### TEXT EXCERPT

POV-Ray : Newsgroups : povray.off-topic : Fruit flavours : Re: Fruit flavours Server Time
29 Jul 2024 02:21:18 EDT (-0400)
  Re: Fruit flavours  
From: andrel
Date: 29 Mar 2013 03:09:22
Message: <51553E07.5000309@gmail.com>
On 27-3-2013 12:14, Orchid Win7 v1 wrote:

>>>> At the user level it was not fully preemptive. You had to do an
>>>> explicit
>>>> call to allow other programs to get some time too.
>>>
>>> What in the world makes you think that?
>>
>> Because I have written programs at that level.
>> It is a great way to avoid a busy wait on an event in a high level
>> language. Just check if your condition is met, if not pass control back
>> to the scheduler. Repeat until you have something to do.

######
### RAW DATA

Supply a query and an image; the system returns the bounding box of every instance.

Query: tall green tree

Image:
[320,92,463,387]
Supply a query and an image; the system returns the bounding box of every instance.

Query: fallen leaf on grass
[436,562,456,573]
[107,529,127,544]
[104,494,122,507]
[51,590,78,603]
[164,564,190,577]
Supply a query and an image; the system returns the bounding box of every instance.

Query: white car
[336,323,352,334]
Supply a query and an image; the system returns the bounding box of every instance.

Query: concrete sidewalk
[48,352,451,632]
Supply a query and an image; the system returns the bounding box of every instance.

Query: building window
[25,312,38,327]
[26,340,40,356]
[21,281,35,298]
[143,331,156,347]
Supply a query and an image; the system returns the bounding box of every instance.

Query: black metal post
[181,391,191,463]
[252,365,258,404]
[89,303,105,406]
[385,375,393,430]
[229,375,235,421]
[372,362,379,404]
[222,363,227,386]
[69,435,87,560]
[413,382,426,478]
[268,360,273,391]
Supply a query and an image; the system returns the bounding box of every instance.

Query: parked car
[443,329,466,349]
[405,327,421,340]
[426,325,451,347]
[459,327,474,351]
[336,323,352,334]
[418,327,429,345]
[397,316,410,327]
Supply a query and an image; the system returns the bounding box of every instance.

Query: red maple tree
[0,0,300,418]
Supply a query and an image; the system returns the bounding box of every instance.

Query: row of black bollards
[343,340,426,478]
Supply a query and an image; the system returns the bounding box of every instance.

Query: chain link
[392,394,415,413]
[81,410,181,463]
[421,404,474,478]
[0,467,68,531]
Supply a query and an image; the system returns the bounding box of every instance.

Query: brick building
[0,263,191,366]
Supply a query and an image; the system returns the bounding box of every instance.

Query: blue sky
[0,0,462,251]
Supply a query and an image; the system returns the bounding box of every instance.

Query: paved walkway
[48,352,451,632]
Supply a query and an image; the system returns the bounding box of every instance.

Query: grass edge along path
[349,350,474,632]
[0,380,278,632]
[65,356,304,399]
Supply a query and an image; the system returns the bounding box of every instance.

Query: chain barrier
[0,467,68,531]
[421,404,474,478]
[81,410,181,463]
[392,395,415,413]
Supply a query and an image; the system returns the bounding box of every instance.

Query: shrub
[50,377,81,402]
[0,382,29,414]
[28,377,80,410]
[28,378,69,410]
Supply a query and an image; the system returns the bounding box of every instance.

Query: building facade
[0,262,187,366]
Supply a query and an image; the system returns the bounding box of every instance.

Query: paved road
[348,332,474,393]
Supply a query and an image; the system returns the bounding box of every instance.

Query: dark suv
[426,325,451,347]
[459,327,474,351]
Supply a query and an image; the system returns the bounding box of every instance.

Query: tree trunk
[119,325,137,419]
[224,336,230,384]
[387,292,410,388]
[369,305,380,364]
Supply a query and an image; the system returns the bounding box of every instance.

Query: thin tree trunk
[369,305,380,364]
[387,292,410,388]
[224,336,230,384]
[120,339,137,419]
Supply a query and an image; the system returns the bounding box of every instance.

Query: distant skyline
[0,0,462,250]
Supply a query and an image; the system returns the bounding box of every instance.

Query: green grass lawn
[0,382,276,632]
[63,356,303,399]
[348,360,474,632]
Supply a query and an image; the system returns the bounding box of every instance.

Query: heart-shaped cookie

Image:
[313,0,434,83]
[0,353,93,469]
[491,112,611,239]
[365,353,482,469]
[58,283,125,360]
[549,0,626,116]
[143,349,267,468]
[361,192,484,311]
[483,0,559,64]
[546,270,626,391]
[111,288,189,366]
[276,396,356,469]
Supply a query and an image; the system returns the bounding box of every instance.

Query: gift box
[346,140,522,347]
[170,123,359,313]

######

* _REQUESTS_
1. Answer the following about the newsgroup post:
(a) Who is named as the sender of the post?
(b) What date is given for the post?
(c) According to the quoted passage, what must be made at the user level to allow other programs to get some time?
2. Reproduce the passage of the newsgroup post between "POV-Ray : Newsgroups : povray.off-topic : Fruit" and "some time too.", inclusive.
The records above come from a source separate from the newsgroup post.

* _TASK SOLUTIONS_
1.
(a) andrel
(b) 29 Mar 2013
(c) An explicit call

2.
POV-Ray : Newsgroups : povray.off-topic : Fruit flavours : Re: Fruit flavours Server Time
29 Jul 2024 02:21:18 EDT (-0400)
  Re: Fruit flavours  
From: andrel
Date: 29 Mar 2013 03:09:22
Message: <51553E07.5000309@gmail.com>
On 27-3-2013 12:14, Orchid Win7 v1 wrote:

>>>> At the user level it was not fully preemptive. You had to do an
>>>> explicit
>>>> call to allow other programs to get some time too.